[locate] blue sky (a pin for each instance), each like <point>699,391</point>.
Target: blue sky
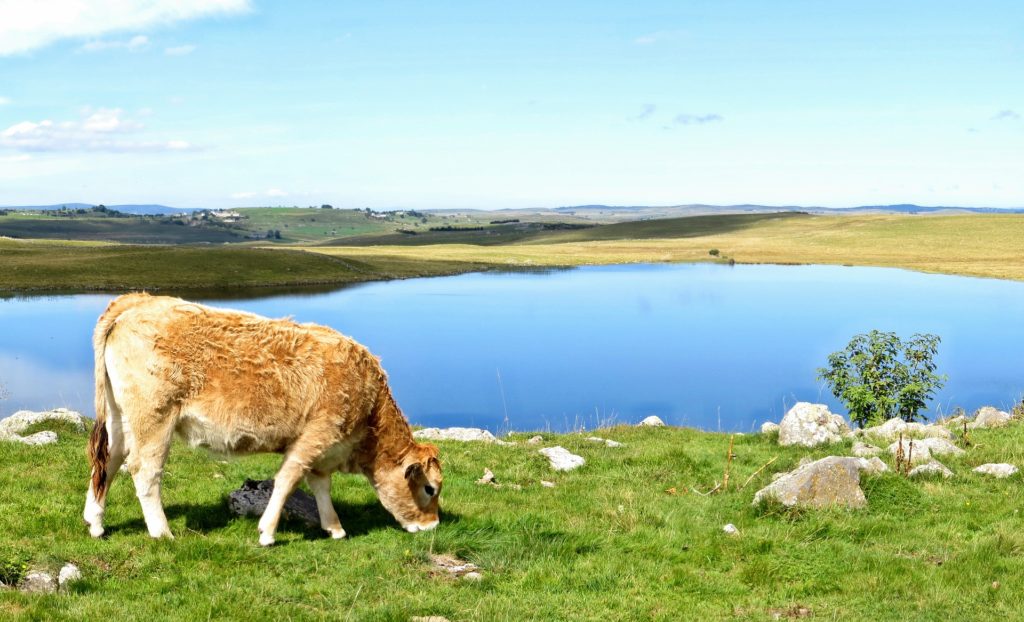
<point>498,105</point>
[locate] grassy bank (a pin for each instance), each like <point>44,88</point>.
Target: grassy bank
<point>608,542</point>
<point>51,265</point>
<point>979,245</point>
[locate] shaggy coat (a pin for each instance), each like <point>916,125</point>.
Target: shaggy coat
<point>240,383</point>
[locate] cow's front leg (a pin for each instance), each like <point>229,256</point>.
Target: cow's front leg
<point>321,485</point>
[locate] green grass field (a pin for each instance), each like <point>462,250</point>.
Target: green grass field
<point>608,542</point>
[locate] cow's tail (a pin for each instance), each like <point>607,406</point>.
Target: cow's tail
<point>99,443</point>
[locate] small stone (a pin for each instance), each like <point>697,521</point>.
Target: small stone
<point>69,574</point>
<point>862,450</point>
<point>488,478</point>
<point>651,421</point>
<point>931,468</point>
<point>561,458</point>
<point>39,582</point>
<point>999,470</point>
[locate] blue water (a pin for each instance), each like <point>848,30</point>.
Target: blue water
<point>712,346</point>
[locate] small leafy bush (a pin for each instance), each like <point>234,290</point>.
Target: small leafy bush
<point>879,376</point>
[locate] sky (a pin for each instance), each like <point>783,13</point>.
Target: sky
<point>512,105</point>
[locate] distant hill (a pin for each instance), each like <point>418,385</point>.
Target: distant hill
<point>139,210</point>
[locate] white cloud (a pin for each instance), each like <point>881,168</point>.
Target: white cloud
<point>179,50</point>
<point>28,25</point>
<point>100,130</point>
<point>133,45</point>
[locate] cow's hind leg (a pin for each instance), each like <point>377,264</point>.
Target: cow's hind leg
<point>321,485</point>
<point>145,462</point>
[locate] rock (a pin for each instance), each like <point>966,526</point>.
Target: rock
<point>891,429</point>
<point>24,419</point>
<point>998,470</point>
<point>561,459</point>
<point>69,574</point>
<point>810,425</point>
<point>989,417</point>
<point>862,450</point>
<point>873,465</point>
<point>458,433</point>
<point>44,438</point>
<point>39,582</point>
<point>931,468</point>
<point>251,500</point>
<point>652,421</point>
<point>829,482</point>
<point>488,478</point>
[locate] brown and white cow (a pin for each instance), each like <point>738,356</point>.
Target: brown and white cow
<point>240,383</point>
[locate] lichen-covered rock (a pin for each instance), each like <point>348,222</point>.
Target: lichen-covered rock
<point>810,425</point>
<point>39,582</point>
<point>989,417</point>
<point>251,500</point>
<point>891,429</point>
<point>652,421</point>
<point>561,458</point>
<point>458,433</point>
<point>996,469</point>
<point>829,482</point>
<point>862,450</point>
<point>932,468</point>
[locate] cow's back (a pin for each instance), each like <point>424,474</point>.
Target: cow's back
<point>236,381</point>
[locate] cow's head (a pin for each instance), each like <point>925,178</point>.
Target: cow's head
<point>410,489</point>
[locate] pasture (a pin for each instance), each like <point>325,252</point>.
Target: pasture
<point>628,536</point>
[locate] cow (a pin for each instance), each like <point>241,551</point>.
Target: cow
<point>240,383</point>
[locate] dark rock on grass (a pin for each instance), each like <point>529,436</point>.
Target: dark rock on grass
<point>251,500</point>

════════════════════

=== The exercise ===
Put the lines above into a numbered list, skipping blank lines and leaving out the pictures.

=== Solution to this problem ===
1. [locate] blue sky (a pin for each instance), each like <point>699,391</point>.
2. Target: blue sky
3. <point>498,105</point>
4. [locate] grassy bank (a pin for each instance), each like <point>44,88</point>.
5. Target: grassy bank
6. <point>608,542</point>
7. <point>51,265</point>
8. <point>979,245</point>
9. [locate] shaggy coat (a pin for each instance), each like <point>916,125</point>.
10. Target: shaggy coat
11. <point>240,383</point>
12. [locate] cow's front leg (a pin for each instance), each like <point>229,256</point>.
13. Target: cow's front leg
14. <point>321,485</point>
15. [locate] green grass field (a pin for each instance), each like <point>462,250</point>.
16. Target: green grass field
17. <point>608,542</point>
18. [locate] cow's tail (a pin for each instance), each like <point>607,406</point>.
19. Target: cow's tail
20. <point>99,443</point>
21. [locate] small stone (a pin for each instance), each like <point>697,521</point>.
22. Target: small stone
23. <point>69,574</point>
24. <point>862,450</point>
25. <point>488,478</point>
26. <point>651,421</point>
27. <point>931,468</point>
28. <point>561,458</point>
29. <point>39,582</point>
30. <point>999,470</point>
31. [locate] blue water (a pin for each instance), each like <point>848,30</point>.
32. Target: blue water
33. <point>712,346</point>
34. [locate] small leafy bush (a pin for each instance), each like <point>234,290</point>.
35. Target: small leafy bush
36. <point>879,376</point>
37. [locate] sky (a pin for each instance), each like <point>783,13</point>.
38. Target: sky
39. <point>512,105</point>
40. [locate] distant hill (a pin for each instance), each like <point>418,385</point>.
41. Target: distant hill
42. <point>139,210</point>
43. [locate] white cloud (a pin for each instance), each like <point>881,168</point>.
44. Target: white cloud
45. <point>179,50</point>
46. <point>28,25</point>
47. <point>100,130</point>
48. <point>133,45</point>
49. [locate] cow's hind leg (a pin for each instance), each like <point>377,264</point>.
50. Target: cow's hind leg
51. <point>321,485</point>
52. <point>145,462</point>
53. [locate] rock (a pin for each instance), each like <point>966,526</point>.
54. Target: rock
55. <point>891,429</point>
56. <point>24,419</point>
57. <point>998,470</point>
58. <point>561,459</point>
59. <point>69,574</point>
60. <point>810,425</point>
61. <point>989,417</point>
62. <point>862,450</point>
63. <point>873,465</point>
64. <point>458,433</point>
65. <point>44,438</point>
66. <point>39,582</point>
67. <point>931,468</point>
68. <point>251,500</point>
69. <point>652,421</point>
70. <point>829,482</point>
71. <point>488,478</point>
72. [locate] brown and white cow (a pin for each instance), each like <point>738,356</point>.
73. Target: brown and white cow
74. <point>240,383</point>
75. [locate] lichen-covered rock (a pin for each instance), each like <point>348,222</point>.
76. Target: lichen-covered rock
77. <point>810,425</point>
78. <point>39,582</point>
79. <point>989,417</point>
80. <point>251,500</point>
81. <point>891,429</point>
82. <point>652,421</point>
83. <point>561,458</point>
84. <point>458,433</point>
85. <point>996,469</point>
86. <point>829,482</point>
87. <point>862,450</point>
88. <point>932,468</point>
89. [locate] cow's back (a pin for each instance), each like <point>424,474</point>.
90. Target: cow's back
91. <point>236,381</point>
92. [locate] cow's head (a pin for each instance), each like <point>925,178</point>.
93. Target: cow's head
94. <point>410,489</point>
95. [locate] pasture (a pin for each instance), each like <point>325,252</point>.
96. Target: pasture
97. <point>628,536</point>
98. [locate] cow (a pin for each instance), each like <point>241,551</point>.
99. Target: cow
100. <point>240,383</point>
101. [locate] dark rock on grass (a pin for each instance), each like <point>529,436</point>.
102. Target: dark rock on grass
103. <point>251,500</point>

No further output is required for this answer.